__What is required__. Go through the data below and copy each line where the word "target" occurs.

__Data for this task__.
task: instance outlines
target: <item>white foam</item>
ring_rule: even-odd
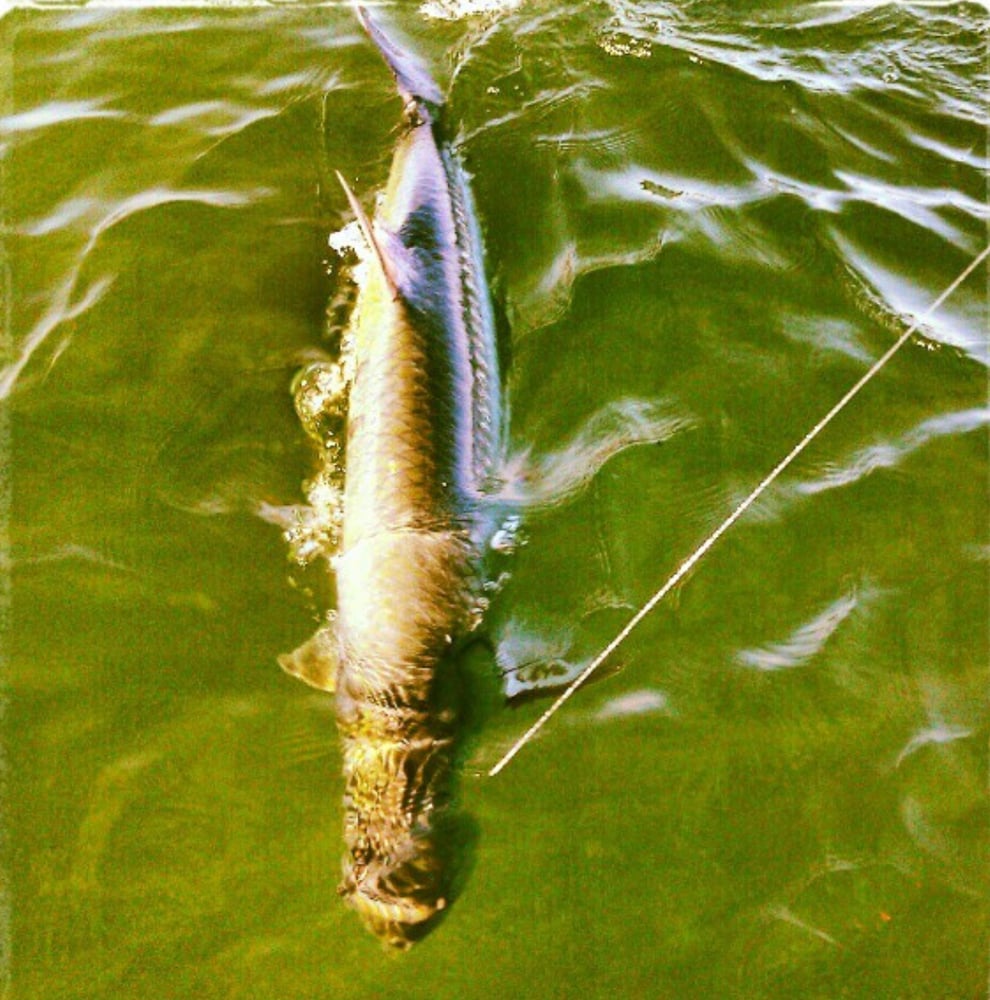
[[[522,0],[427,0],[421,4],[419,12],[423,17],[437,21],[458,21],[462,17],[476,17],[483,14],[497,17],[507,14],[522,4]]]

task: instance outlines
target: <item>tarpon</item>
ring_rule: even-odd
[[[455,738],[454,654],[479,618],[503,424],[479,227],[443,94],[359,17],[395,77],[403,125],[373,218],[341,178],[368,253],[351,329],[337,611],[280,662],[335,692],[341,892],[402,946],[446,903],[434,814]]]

--

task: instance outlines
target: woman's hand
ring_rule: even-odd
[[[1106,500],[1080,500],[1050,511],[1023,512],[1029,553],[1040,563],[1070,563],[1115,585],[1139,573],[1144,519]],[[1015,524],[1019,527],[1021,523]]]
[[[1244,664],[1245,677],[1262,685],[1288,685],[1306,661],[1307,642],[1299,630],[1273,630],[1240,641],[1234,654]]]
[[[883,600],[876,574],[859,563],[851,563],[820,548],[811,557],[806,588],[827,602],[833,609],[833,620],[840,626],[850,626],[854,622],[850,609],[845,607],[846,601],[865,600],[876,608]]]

__Task output__.
target: <item>white foam</item>
target: <item>tarpon</item>
target: woman's hand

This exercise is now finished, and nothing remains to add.